#### What to produce
Please restate each line of the data below exactly. Omit all images.

#### Given entries
──────

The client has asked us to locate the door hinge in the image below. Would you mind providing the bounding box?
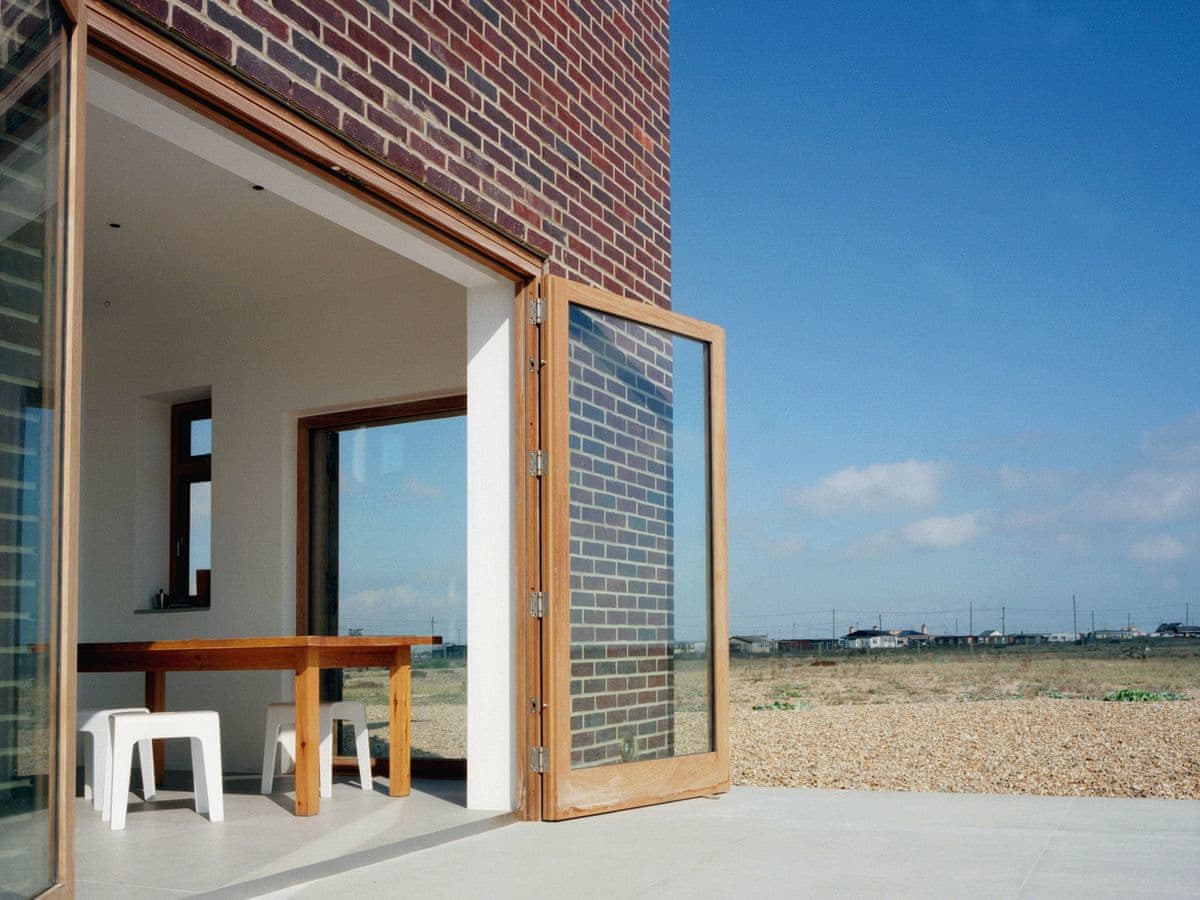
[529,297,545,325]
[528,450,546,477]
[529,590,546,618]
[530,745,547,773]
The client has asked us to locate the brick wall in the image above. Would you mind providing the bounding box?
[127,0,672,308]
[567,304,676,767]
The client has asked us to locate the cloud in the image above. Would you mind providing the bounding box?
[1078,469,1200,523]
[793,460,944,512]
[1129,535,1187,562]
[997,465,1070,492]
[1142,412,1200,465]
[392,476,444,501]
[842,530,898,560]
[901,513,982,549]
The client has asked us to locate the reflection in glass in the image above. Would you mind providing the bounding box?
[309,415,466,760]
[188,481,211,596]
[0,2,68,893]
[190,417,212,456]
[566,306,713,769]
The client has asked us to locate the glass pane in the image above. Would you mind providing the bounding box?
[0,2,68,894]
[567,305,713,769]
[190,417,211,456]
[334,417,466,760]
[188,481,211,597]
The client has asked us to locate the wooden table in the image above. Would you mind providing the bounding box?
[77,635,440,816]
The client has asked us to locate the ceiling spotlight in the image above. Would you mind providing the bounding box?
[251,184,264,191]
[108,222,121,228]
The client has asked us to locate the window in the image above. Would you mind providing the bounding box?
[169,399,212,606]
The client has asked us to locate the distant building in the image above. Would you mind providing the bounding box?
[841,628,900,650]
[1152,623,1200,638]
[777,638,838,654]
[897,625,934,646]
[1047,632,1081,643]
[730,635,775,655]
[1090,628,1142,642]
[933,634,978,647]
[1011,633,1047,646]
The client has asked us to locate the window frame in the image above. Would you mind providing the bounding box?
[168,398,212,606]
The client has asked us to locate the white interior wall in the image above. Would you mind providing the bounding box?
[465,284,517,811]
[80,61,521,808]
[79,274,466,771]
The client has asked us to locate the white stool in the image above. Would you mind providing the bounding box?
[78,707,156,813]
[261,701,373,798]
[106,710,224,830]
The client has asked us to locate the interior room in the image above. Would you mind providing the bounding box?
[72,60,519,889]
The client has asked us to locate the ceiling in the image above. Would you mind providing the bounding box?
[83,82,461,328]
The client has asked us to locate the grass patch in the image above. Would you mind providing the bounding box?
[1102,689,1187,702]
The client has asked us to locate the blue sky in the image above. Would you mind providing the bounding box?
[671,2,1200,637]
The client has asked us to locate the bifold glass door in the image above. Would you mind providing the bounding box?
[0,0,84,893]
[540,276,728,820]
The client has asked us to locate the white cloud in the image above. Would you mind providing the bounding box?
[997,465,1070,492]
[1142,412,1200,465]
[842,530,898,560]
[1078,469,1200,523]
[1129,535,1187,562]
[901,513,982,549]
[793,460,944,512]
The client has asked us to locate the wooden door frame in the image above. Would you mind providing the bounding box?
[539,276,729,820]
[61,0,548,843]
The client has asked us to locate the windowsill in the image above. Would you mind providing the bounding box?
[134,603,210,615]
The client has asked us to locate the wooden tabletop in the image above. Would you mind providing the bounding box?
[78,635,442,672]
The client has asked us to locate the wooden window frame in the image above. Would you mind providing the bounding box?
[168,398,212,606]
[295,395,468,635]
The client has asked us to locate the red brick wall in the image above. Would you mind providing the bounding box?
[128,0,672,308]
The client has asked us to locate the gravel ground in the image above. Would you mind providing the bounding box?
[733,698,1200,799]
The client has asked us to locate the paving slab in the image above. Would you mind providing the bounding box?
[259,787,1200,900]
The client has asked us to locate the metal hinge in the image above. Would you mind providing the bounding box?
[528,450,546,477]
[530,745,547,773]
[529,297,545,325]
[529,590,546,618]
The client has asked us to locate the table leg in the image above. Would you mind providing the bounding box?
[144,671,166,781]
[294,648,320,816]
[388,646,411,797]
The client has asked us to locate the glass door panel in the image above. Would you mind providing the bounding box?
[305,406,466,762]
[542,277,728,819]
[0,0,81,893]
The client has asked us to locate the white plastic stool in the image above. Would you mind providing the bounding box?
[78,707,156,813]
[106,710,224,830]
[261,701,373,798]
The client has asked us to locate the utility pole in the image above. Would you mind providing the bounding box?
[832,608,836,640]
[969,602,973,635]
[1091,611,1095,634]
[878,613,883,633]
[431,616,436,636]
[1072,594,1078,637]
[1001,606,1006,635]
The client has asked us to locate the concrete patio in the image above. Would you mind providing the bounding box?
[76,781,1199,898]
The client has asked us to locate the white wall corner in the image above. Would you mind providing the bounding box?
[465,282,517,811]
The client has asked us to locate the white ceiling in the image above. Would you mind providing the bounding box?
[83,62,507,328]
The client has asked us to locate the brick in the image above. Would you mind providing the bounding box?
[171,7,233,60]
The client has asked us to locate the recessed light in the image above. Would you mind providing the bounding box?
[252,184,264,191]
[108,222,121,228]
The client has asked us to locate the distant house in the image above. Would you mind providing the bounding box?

──────

#### Expected answer
The client has asked us to locate the door hinge in the image below. Would you mind providing the bounding box?
[529,297,545,325]
[528,450,546,477]
[529,590,546,618]
[530,745,547,773]
The client has asked us to locate the brick wall in the image above. Would you mind providing the bounding box?
[127,0,672,308]
[567,304,676,767]
The client has asked us to locate the cloud in the image above. Would you mind providing the bounding box?
[1078,469,1200,523]
[793,460,944,512]
[1129,535,1187,562]
[997,465,1070,492]
[1142,412,1200,465]
[392,476,444,501]
[842,530,898,560]
[901,513,982,549]
The client has asked us to locate the reflection in glass in the image above. Would you mind providing the bounding box?
[309,415,466,760]
[188,481,211,596]
[0,2,68,893]
[190,417,212,456]
[566,306,713,769]
The client has asked us to locate the glass pane in the image above. Would you mind providing the bounding box?
[0,2,68,894]
[567,305,713,769]
[190,417,211,456]
[334,417,466,760]
[188,481,211,597]
The client has asked us to locate the wooden table in the image above. Would you mind providing the bounding box?
[77,635,440,816]
The client has asked us to locate the ceiling spotlight in the image above. Would you mind providing the bounding box?
[251,184,264,191]
[108,222,121,228]
The client has asked us to locate the window in the image above. Would you mind providing the bounding box?
[169,399,212,606]
The client has asked us to locate the distant building in the image above. Would you mind providing the bounding box?
[841,628,900,650]
[1152,623,1200,638]
[777,638,838,654]
[897,625,934,646]
[1047,632,1081,643]
[730,635,775,655]
[1090,628,1142,642]
[933,634,978,647]
[1011,633,1047,646]
The client has asked us to locate the window frame in the image above. Would you mind providing the bounding box?
[168,398,212,606]
The client has asked us to locate the white interior wall in the image above. Would you mind providing the bounding box?
[465,284,517,811]
[80,61,521,808]
[79,274,466,771]
The client has asked us to locate the white stool in the image above. Would you mind providing the bounding box?
[78,707,156,813]
[261,701,373,798]
[106,710,224,830]
The client has asked us to locate the interior room in the image above. Would you mind providing the bounding box?
[72,60,519,889]
The client has asked us to locate the ceiling in the image above. Would you mind providing the bounding box?
[83,82,461,328]
The client has asked us to locate the grass patch in the image above. Would you mind providing the bounding box?
[1102,689,1187,702]
The client has asked us to locate the blue sky in the image above. Would you mind providing the bounding box?
[671,2,1200,637]
The client has asked us to locate the bifold glass door in the image above. Would you mind providing the bounding box?
[0,0,84,893]
[540,276,728,820]
The client has asked us to locate the white cloud in the image above. Would you mind providing the bounding box?
[997,465,1070,492]
[1142,412,1200,465]
[842,530,898,560]
[1078,469,1200,523]
[1129,535,1187,562]
[901,513,982,549]
[793,460,944,512]
The client has asked us to locate the wooden door frame in the image above. Would you mind providing the bounding box?
[539,276,729,820]
[61,0,548,843]
The client has asked us to locate the windowsill in the image above. Would you mind providing the bounding box?
[134,603,210,615]
The client has asked us to locate the wooden tabletop in the image above. Would you mind providing the bounding box?
[78,635,442,672]
The client has asked us to locate the wooden window frame in the image above. Would you mind providing the bounding box?
[168,398,212,606]
[295,395,468,635]
The client has asked us to locate the red brick wall in the image above. Would you mind providing the bounding box?
[128,0,672,308]
The client has asked us to locate the gravel ground in the image above. Would you mind providing the bounding box?
[733,698,1200,799]
The client has asked us to locate the paving slab in the image above. Would you mind providing the bounding box?
[259,787,1200,900]
The client has asked us to locate the metal hinge in the image above. Would you mind providing the bounding box?
[528,450,546,477]
[530,745,547,773]
[529,297,545,325]
[529,590,546,618]
The client has asked us to locate the table leg in the image above. Would you mind providing the bounding box?
[144,671,166,781]
[294,648,320,816]
[388,646,411,797]
The client has asked us to locate the glass door panel in the image above. Would you mind providing the bounding box?
[305,406,466,762]
[542,277,728,819]
[0,0,81,893]
The client has asked us to locate the white plastic stool in the image above. Would you mind providing the bounding box?
[78,707,156,813]
[106,710,224,830]
[261,701,373,798]
The client has asked us to locate the utility pole in the image above. Would you mind providing the bounding box?
[832,608,836,640]
[969,602,973,635]
[1091,611,1095,634]
[878,613,883,633]
[431,616,436,636]
[1072,594,1078,637]
[1001,606,1006,635]
The client has asked us to locate the concrete patio in the image above. Would you mind providing the bounding box?
[76,781,1199,898]
The client has asked us to locate the white wall corner in the image above. Would you mind providing the bounding box?
[465,282,517,811]
The client has asked us to locate the white ceiling in the image above. Would you mind providing the bounding box?
[83,62,507,328]
The client has asked us to locate the brick in the image above. Would you mind providing the bounding box?
[171,7,233,60]
The client has asked us to locate the recessed light in the image above. Would you mind providing the bounding box?
[252,184,264,191]
[108,222,121,228]
The client has asked us to locate the distant house in the image above. Would you mind providing the bounding box?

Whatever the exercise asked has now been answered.